- Directions -
Render the lines of the records as a JSON list of strings, one string per line with blank lines omitted. Start at the line containing "Locate each instance of the ceiling" and end at the end of the records.

## BEGIN Data shown

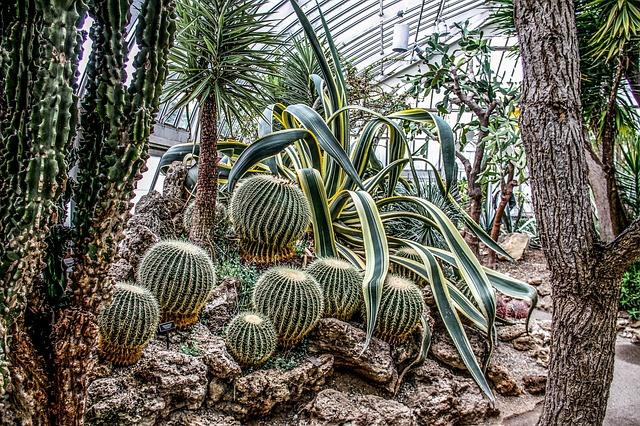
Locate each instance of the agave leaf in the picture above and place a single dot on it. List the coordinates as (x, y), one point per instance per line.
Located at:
(450, 316)
(445, 137)
(323, 236)
(312, 121)
(268, 146)
(376, 254)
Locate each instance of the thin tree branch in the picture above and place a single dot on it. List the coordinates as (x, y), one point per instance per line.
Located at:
(625, 249)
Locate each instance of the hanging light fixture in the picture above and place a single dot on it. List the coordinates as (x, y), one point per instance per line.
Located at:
(400, 36)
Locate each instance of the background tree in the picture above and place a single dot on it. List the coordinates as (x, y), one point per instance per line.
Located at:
(224, 50)
(585, 270)
(609, 43)
(48, 332)
(464, 74)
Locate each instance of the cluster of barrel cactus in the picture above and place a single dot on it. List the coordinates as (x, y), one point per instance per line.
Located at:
(341, 285)
(291, 299)
(181, 275)
(401, 308)
(251, 338)
(269, 214)
(127, 324)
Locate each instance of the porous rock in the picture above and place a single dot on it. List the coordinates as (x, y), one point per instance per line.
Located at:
(345, 342)
(259, 392)
(161, 382)
(438, 397)
(535, 383)
(331, 407)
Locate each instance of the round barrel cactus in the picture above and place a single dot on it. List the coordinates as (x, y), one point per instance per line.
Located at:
(401, 308)
(181, 276)
(408, 253)
(251, 338)
(291, 299)
(269, 215)
(341, 285)
(127, 324)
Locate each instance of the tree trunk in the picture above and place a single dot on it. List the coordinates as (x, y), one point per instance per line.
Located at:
(585, 289)
(203, 222)
(506, 190)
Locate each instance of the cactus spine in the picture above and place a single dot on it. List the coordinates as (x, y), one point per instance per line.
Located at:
(401, 308)
(181, 276)
(291, 299)
(341, 286)
(269, 214)
(251, 338)
(127, 324)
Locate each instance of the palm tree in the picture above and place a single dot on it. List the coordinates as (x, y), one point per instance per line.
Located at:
(224, 50)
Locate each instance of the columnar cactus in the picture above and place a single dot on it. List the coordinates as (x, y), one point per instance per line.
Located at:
(408, 253)
(400, 309)
(291, 299)
(341, 285)
(251, 338)
(127, 324)
(181, 276)
(269, 214)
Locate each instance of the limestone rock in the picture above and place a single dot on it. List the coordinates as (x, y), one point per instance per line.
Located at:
(200, 418)
(160, 383)
(439, 398)
(331, 407)
(535, 383)
(511, 332)
(515, 244)
(503, 380)
(442, 348)
(345, 342)
(259, 392)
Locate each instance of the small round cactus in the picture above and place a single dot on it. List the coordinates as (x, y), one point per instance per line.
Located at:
(408, 253)
(269, 214)
(251, 338)
(127, 324)
(341, 285)
(181, 276)
(400, 310)
(291, 299)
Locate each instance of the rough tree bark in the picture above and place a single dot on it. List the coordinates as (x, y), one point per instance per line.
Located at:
(201, 232)
(585, 273)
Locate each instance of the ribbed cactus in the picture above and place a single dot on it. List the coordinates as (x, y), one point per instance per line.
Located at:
(269, 214)
(408, 253)
(181, 276)
(341, 285)
(291, 299)
(127, 324)
(251, 338)
(400, 309)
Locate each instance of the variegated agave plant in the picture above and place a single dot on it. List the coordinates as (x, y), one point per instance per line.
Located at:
(347, 222)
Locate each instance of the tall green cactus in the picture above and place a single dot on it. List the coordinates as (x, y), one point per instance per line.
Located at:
(39, 55)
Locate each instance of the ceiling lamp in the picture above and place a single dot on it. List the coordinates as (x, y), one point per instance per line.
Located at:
(400, 38)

## END Data shown

- Reply -
[
  "Locate each instance of the ceiling lamp in the picture above and place a single dot on it. List the coordinates as (x, y), one point per instance per line.",
  "Located at:",
  "(400, 38)"
]